EXERCISE TEXT:
'''
Writing Workflows and Exercises
Writing brutal, memorable songs needs discipline and play. Below are exercises to build speed and quality.
Riff diary
Keep a folder or phone note called Riff Diary. Every time you have a short idea record a 30 second clip. Even if it is only two chugs and a melody. After two weeks you have dozens of seeds. Organize them by mood and tempo and then start pairing riffs that feel compatible.
Two minute riff challenge
Set a timer for two minutes. Write the simplest riff you can. Record it. Do this five times. Then pick the one that makes you grin. Expand that one into a 16 bar phrase and add a counter riff.
Vocal window
Record yourself speaking the lyrics you plan to sing in a quiet room. This helps you find natural phrasing and breath points. Turn the spoken version into a growl. Record three takes with different emotional focus. One angry, one cold, one theatrical.
Tempo experiment
Take a riff and play it at three different BPMs. Sometimes the right tempo makes a riff feel like a revelation. Save a version of each tempo and listen with fresh ears the next day.
Common Mistakes and Fixes
- Too many ideas Keep to a few strong motifs. If your song has ten riffs the listener will not remember a single one. Focus on two or three that you repeat with variation.
- Muddy low end Use high pass filters on guitars, tighten the kick, and make sure bass is present. Check your mix on headphones and small speakers.
- Overused blast beats Use them for purpose. Replace some with half time sections to make blasts land harder.
- Vocal strain If you can only scream properly for five minutes you are doing vocal technique wrong. Learn breathing and placement. Drink water. Rest your voice. Your throat is not an industrial trash compactor.
- Generic lyrics Avoid stock occult metaphors unless you add a personal or cultural twist that gives them meaning.
Budget Gear That Actually Works
You do not need a golden studio to write heavy songs. Here is a pragmatic setup that works.
- DAW Reaper is affordable and powerful. Use it for recording and editing.
- Interface Any 2 input USB interface with good preamps like Focusrite will do.
- Microphones A dynamic mic for guitar cabs and a condenser for ambience are enough. Shure SM57 is a classic for a reason.
- Guitar A guitar with a low tuned setup and high output pickups. If you are broke tune to drop C or drop B on a standard guitar to get low tones.
- Plugins Use a quality amp sim, a good EQ, a compressor, and a reverb. There are excellent free amp sims and reverbs available.
Releases and Live Considerations
Writing a great song ends in two important places. Releasing it and playing it live. Both require practical thinking.
- Single strategy Choose a riff heavy, relatively accessible song as your first single. It is the hook that draws new listeners into the deeper, darker pieces.
- Mastering loudness Metal needs energy but do not squash dynamics to chase loudness. A well mixed song with dynamic peaks hits harder in a pit than a brick wall of compressed noise.
'''
(Collected data)
'''
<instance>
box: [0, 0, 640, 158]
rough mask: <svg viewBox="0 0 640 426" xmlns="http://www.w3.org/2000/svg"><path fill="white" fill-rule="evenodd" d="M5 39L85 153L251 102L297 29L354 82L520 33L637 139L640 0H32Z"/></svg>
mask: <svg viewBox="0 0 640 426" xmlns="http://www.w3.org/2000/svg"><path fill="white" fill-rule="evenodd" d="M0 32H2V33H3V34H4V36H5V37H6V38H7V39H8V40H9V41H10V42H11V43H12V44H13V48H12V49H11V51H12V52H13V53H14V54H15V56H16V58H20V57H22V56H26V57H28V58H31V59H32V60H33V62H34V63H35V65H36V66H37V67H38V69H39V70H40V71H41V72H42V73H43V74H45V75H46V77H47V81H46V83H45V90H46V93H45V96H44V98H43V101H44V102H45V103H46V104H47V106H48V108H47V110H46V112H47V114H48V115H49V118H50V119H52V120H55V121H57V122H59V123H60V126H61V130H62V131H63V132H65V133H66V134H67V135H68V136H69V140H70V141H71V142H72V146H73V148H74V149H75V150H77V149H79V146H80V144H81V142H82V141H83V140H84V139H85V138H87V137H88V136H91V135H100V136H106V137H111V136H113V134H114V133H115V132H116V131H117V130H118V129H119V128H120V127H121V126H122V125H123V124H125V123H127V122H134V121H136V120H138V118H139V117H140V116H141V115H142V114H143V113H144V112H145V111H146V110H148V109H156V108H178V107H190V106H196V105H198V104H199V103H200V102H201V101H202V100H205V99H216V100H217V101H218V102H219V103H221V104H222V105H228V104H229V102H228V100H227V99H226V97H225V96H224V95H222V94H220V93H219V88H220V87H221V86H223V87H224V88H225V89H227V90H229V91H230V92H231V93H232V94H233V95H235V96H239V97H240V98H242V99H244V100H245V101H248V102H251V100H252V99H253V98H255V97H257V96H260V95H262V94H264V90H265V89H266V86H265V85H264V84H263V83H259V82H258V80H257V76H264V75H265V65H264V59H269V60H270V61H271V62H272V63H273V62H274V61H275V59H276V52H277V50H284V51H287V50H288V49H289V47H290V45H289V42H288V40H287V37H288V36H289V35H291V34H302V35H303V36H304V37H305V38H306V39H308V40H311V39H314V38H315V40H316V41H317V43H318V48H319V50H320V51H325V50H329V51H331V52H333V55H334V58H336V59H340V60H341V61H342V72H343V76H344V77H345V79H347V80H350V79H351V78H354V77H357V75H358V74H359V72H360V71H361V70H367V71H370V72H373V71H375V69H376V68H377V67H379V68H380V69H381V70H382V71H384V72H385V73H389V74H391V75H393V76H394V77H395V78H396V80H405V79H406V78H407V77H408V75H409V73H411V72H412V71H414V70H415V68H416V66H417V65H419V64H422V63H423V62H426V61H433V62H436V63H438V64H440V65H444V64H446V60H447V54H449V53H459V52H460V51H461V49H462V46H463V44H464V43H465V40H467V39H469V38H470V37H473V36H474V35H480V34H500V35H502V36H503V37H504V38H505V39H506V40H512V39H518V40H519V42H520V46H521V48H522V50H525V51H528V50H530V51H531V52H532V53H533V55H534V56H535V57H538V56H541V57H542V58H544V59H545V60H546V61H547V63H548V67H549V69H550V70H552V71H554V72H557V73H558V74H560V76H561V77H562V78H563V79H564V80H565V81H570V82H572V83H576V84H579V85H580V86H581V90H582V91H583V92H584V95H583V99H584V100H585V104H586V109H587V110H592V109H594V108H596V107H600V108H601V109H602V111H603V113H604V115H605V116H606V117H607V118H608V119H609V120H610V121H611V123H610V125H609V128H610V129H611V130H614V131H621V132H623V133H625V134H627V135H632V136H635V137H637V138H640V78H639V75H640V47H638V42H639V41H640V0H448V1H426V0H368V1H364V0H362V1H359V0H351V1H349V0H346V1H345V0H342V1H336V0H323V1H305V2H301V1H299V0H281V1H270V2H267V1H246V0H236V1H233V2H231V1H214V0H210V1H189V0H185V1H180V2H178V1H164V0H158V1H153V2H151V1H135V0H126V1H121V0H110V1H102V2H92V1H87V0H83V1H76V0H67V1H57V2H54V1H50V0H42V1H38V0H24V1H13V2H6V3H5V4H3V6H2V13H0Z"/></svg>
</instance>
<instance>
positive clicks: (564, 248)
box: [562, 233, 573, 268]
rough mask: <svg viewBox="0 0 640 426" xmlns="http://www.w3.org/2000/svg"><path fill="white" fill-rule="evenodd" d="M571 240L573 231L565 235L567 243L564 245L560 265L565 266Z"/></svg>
'''
STUDY QUESTIONS:
• 1. Print the lines of the collected data from its first line through the line containing "39L85 153L251 102L297", inclusive.
• 2. Proceed with the guide on writing heavy songs from where it stops.

RESULTS BY TASK:
• 1.
<instance>
box: [0, 0, 640, 158]
rough mask: <svg viewBox="0 0 640 426" xmlns="http://www.w3.org/2000/svg"><path fill="white" fill-rule="evenodd" d="M5 39L85 153L251 102L297 29L354 82L520 33L637 139L640 0H32Z"/></svg>

• 2.
- Live arrangement Simplify for live. Some studio layers will not translate. Keep the core riffs and find a few cues where you can trigger ambient parts from a backing track only if necessary. Practice transitions so no one is counting measures onstage under pressure.
A Songwriting Checklist You Can Use Tonight
- Write a one sentence core idea for the song. Make it an image. Example: A cathedral clock that never stops and a burnt letter nailed to the pew.
- Record three raw riff ideas into your phone.
- Pick a tempo and demo a two riff loop in your DAW.
- Write a short chant like a chorus that repeats a single phrase three times.
- Draft one verse with three concrete images and one line that moves the story.
- Do a basic mix with guitar panned doubles, a solid kick, and a vocal test. If anything feels muddy, carve the guitars with EQ.
- Play it for one friend who hates you and one who loves you. Note what line they hum and adjust the chorus accordingly.
Song Examples and Analysis
Study songs by bands that blend black and death metal to understand choices. Listen to how riffs return, how vocals change texture, and how atmosphere is produced. Pay attention to song length and where tension is released. Deconstruct one song a week and extract a technique you can use in your next riff.
Quick study idea
Pick a song. Timestamp the first memorable riff. Ask why that riff is memorable. Is it rhythm, interval, tone, or placement in the arrangement? Copy the technique not the notes. Use it to write a brand new riff in the same spirit.
How to Finish a Track Without Losing Your Mind
Song fatigue is real. Use a finish checklist to stop tweaking and ship the song.
- Lock the arrangement. No new ideas after this unless they fix something broken.
- Balance levels. Vocals should sit above guitars enough to be present but not dominate.
- Check mono compatibility. Some listeners will hear the song in mono and important elements should not disappear.
- Reference another album. If your low end is off compared to a professional track you admire, fix it now.
- Export a master version and listen in the car, on earbuds, and on laptop speakers. If it works in three of those, you are close.
FAQ
What tempo should I use for blackened death metal
There is no single tempo. Use slow tempos for oppressive atmosphere, mid tempo for groove and chug, and high tempos for full assault. Test a riff at three tempos to find the most commanding pace for that riff.
How do I get a thick guitar tone at home
Double track your guitars and pan them wide. Use high output pickups and an amp sim or real amp with tight low mids. High pass guitars under 80 Hz to avoid clashing with kick and bass. Blend a clean octave or reverb layer in the background for more presence.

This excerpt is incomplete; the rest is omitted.